TASK DIRECTIONS
Each of the following records is to be printed verbatim.

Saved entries
++++++++++

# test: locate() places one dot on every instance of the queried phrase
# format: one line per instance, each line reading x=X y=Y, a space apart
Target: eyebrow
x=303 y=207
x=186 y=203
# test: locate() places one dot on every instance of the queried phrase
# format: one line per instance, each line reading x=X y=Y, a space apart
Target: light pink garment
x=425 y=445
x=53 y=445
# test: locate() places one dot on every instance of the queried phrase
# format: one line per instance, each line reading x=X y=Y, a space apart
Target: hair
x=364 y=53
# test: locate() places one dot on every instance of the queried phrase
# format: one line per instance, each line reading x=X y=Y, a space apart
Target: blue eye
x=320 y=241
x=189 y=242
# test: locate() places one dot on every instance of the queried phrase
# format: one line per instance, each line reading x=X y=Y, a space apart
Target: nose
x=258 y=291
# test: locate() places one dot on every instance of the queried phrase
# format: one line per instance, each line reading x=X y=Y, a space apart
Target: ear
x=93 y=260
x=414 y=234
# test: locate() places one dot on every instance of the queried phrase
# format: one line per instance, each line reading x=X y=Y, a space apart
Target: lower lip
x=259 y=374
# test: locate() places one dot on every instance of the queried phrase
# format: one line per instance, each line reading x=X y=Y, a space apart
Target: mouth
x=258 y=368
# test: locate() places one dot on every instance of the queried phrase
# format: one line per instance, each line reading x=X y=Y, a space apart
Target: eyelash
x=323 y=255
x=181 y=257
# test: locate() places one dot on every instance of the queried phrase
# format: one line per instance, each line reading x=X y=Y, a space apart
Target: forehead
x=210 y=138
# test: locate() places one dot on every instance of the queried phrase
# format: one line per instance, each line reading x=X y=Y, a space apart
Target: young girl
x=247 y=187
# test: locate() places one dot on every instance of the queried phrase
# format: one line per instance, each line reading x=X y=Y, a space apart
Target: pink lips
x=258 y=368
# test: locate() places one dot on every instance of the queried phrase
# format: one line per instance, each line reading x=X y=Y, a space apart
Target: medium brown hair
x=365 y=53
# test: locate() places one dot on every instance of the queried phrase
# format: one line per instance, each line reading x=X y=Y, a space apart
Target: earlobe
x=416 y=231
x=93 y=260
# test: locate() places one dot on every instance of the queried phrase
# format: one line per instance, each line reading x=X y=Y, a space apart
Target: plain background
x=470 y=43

++++++++++

RESULT FOR THIS TASK
# test: locate() places one dot on every instance of the queried phrase
# format: one line per instance, each line reading x=X y=Y, a space apart
Target: eyebrow
x=303 y=207
x=186 y=203
# test: locate() places one dot on every instance of the queried phrase
# format: one line per instance, each line reading x=X y=Y, a space apart
Target: light pink garment
x=425 y=445
x=53 y=445
# test: locate() places one dot on every instance of the queried phrase
# format: one line per instance, each line reading x=X y=Y, a space apart
Target: hair
x=364 y=53
# test: locate() places one dot on every instance of the queried phrase
# format: one line per instance, each line reading x=X y=Y, a space apart
Target: blue eye
x=320 y=241
x=189 y=242
# test: locate() places one dot on every instance of the queried phrase
# format: one line per instance, each line reading x=X y=Y, a space apart
Target: nose
x=258 y=291
# test: locate() places one dot on every instance of the queried phrase
# format: one line per instance, each line reading x=X y=Y, a space apart
Target: ear
x=93 y=260
x=414 y=234
# test: locate() places one dot on every instance of the queried phrase
# format: one line per instance, each line reading x=X y=Y, a space apart
Target: lower lip
x=259 y=374
# test: locate() places one dot on every instance of the queried phrase
# format: one line per instance, each line reading x=X y=Y, a space apart
Target: mouth
x=258 y=368
# test: locate() places one dot on every instance of the queried phrase
# format: one line per instance, each line reading x=X y=Y, a space apart
Target: eyelash
x=323 y=255
x=181 y=257
# test: locate() places one dot on every instance of the queried phrase
# format: one line per instance, each line reading x=X y=Y, a space apart
Target: forehead
x=210 y=138
# test: locate() places one dot on every instance of the queried phrase
# format: one line per instance, each line reading x=X y=Y, a space apart
Target: young girl
x=247 y=187
# test: locate() places one dot on every instance of the queried phrase
# format: one line per instance, each line reading x=X y=Y, a space apart
Target: pink lips
x=258 y=368
# test: locate() places one dot on every instance of the queried phrase
# format: one line per instance, each line reading x=X y=Y, a space apart
Target: medium brown hair
x=365 y=53
# test: locate() places one dot on every instance of the queried phrase
# format: one line per instance, each line reading x=X y=Y, a space apart
Target: earlobe
x=416 y=231
x=93 y=260
# test: locate() places one dot on every instance of the queried phrase
# format: one line per instance, each line reading x=X y=Y, a space apart
Target: plain background
x=470 y=43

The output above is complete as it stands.